Supplied text:
FMML Module 1, Lab 2<br>


 In this lab, we will show a part of the ML pipeline by extracting features, training and testing

In [26]:
from google.colab import drive
drive.mount('/content/gdrive')

Drive already mounted at /content/gdrive; to attempt to forcibly remount, call drive.mount("/content/gdrive", force_remount=True).


In [27]:
import matplotlib.pyplot as plt
import numpy as np
from sklearn import datasets
# set randomseed
rng = np.random.default_rng(seed=42)

In this lab, we will use the California Housing dataset. There are 20640 samples, each with 8 attributes like income of the block, age of the houses per district etc. The task is to predict the cost of the houses per district.

Let us download and examine the dataset.

In [28]:
 dataset =  datasets.fetch_california_housing()
 # print(dataset.DESCR)  # uncomment this if you want to know more about this dataset
 # print(dataset.keys())  # if you want to know what else is there in this dataset
 dataset.target = dataset.target.astype(np.int) # so that we can classify
 print(dataset.data.shape)
 print(dataset.target.shape)

(20640, 8)
(20640,)


Deprecated in NumPy 1.20; for more details and guidance: https://numpy.org/devdocs/release/1.20.0-notes.html#deprecations
  dataset.target = dataset.target.astype(np.int) # so that we can classify


In [29]:
type(dataset), dataset.DESCR

(sklearn.utils._bunch.Bunch,
 '.. _california_housing_dataset:\n\nCalifornia Housing dataset\n--------------------------\n\n**Data Set Characteristics:**\n\n    :Number of Instances: 20640\n\n    :Number of Attributes: 8 numeric, predictive attributes and the target\n\n    :Attribute Information:\n        - MedInc        median income in block group\n        - HouseAge      median house age in block group\n        - AveRooms      average number of rooms per household\n        - AveBedrms     average number of bedrooms per household\n        - Population    block group population\n        - AveOccup      average number of household members\n        - Latitude      block group latitude\n        - Longitude     block group longitude\n\n    :Missing Attribute Values: None\n\nThis dataset was obtained from the StatLib repository.\nhttps://www.dcc.fc.up.pt/~ltorgo/Regression/cal_housing.html\n\nThe target variable is the median house value for California districts,\nexpressed in hundreds of 

In [30]:
def NN1(traindata, trainlabel, query):
  diff  = traindata - query  # find the difference between features. Numpy automatically takes care of the size here
  sq = diff*diff # square the differences
  dist = sq.sum(1) # add up the squares
  label = trainlabel[np.argmin(dist)] # our predicted label is the label of the training data which has the least distance from the query
  return label

def NN(traindata, trainlabel, testdata):
  # we will run nearest neighbour for each sample in the test data
  # and collect the predicted classes in an array using list comprehension
  predlabel = np.array([NN1(traindata, trainlabel, i) for i in testdata])

Entries provided:

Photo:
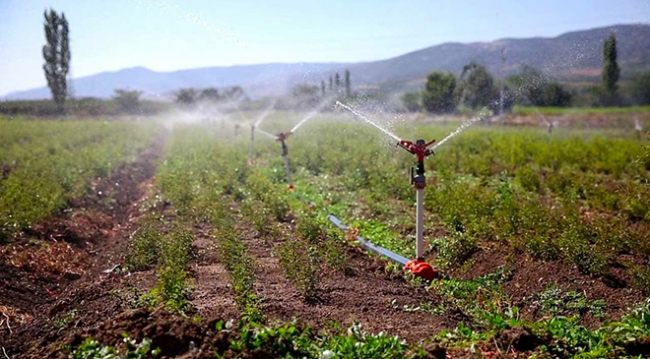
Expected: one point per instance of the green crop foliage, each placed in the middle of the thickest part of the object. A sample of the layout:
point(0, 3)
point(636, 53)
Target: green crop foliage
point(91, 349)
point(579, 196)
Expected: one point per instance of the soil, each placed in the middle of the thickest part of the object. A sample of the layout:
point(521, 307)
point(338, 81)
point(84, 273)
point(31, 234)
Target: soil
point(61, 282)
point(530, 276)
point(365, 297)
point(95, 232)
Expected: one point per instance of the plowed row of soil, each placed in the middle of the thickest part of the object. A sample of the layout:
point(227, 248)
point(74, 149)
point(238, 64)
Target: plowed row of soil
point(44, 302)
point(363, 297)
point(53, 307)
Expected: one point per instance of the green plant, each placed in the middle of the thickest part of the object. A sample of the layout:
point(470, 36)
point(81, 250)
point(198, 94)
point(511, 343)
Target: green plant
point(91, 349)
point(641, 276)
point(301, 263)
point(145, 247)
point(555, 301)
point(454, 250)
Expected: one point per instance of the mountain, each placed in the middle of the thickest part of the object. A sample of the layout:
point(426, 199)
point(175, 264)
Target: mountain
point(572, 57)
point(257, 80)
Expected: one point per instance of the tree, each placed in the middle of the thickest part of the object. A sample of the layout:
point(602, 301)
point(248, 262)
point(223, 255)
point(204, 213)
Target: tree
point(56, 53)
point(641, 89)
point(439, 92)
point(186, 96)
point(477, 86)
point(611, 72)
point(347, 83)
point(209, 94)
point(127, 100)
point(411, 101)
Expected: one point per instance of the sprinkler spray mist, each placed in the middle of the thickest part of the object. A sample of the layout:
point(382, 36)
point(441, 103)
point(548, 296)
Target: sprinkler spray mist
point(421, 149)
point(283, 136)
point(255, 127)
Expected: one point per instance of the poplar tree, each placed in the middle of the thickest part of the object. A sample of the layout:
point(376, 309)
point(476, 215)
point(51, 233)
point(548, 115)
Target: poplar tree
point(56, 53)
point(611, 71)
point(347, 83)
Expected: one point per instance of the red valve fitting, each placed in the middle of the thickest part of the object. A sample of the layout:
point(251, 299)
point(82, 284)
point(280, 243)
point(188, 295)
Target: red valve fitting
point(421, 269)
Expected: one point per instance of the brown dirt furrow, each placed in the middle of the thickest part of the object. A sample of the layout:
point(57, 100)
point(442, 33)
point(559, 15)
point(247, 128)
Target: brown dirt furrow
point(212, 295)
point(96, 231)
point(364, 297)
point(531, 276)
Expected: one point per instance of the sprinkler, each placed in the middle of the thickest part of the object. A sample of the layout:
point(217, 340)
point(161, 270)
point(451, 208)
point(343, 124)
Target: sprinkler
point(282, 137)
point(421, 150)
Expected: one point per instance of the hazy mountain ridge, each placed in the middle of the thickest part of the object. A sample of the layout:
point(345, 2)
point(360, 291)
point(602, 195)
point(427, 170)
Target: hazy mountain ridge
point(573, 56)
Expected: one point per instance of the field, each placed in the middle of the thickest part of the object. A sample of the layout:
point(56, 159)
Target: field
point(164, 239)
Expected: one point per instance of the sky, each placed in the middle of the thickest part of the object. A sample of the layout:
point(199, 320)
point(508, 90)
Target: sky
point(166, 35)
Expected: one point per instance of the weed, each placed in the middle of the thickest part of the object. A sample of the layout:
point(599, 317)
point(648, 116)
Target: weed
point(454, 250)
point(301, 264)
point(145, 247)
point(91, 349)
point(65, 319)
point(641, 276)
point(555, 301)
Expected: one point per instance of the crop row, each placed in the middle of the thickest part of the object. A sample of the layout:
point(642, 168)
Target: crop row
point(40, 175)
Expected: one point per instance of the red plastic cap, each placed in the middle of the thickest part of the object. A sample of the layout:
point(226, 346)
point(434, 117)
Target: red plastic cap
point(421, 269)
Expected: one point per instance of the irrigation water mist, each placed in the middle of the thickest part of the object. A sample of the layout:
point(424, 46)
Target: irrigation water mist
point(460, 129)
point(310, 115)
point(265, 133)
point(265, 114)
point(385, 131)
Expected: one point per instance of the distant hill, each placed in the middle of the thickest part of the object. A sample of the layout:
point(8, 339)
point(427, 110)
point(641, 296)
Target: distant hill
point(572, 57)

Set exercise 1: In the FMML lab text, what is the California Housing dataset used to predict?
Set exercise 2: According to the FMML lab text, why does the code convert the dataset's target values to integers?
Set exercise 3: Please go on with the FMML lab notebook from its last line of code.

Response 1: The cost of the houses per district.

Response 2: The target values are cast to integers so that the problem can be treated as classification. The comment on that line says "so that we can classify."

Response 3:
  return predlabel

We will also define a 'random classifier', which randomly allots labels to each sample

In [31]:
def RandomClassifier(traindata, trainlabel, testdata):
  # in reality, we don't need these arguments

  classes = np.unique(trainlabel)
  rints = rng.integers(low=0, high=len(classes), size=len(testdata))
  predlabel = classes[rints]
  return predlabel

Let us define a metric 'Accuracy' to see how good our learning algorithm is. Accuracy is the ratio of the number of correctly classified samples to the total number of samples. The higher the accuracy, the better the algorithm.

In [32]:
def Accuracy(gtlabel, predlabel):
  assert len(gtlabel)==len(predlabel), "Length of the groundtruth labels and predicted labels should be the same"
  correct = (gtlabel==predlabel).sum() # count the number of times the groundtruth label is equal to the predicted label.
  return correct/len(gtlabel)

Let us make a function to split the dataset with the desired probability.

In [33]:
def split(data, label, percent):
  # generate a random number for each sample
  rnd = rng.random(len(label))
  split1 = rnd<percent
  split2 = rnd>=percent
  split1data = data[split1,:]
  split1label = label[split1]
  split2data = data[split2,:]
  split2label = label[split2]
  return split1data, split1label, split2data, split2label

We will reserve 20% of our dataset as the test set. We will not change this portion throughout our experiments

In [34]:
testdata, testlabel, alltraindata, alltrainlabel = split(dataset.data, dataset.target, 20/100)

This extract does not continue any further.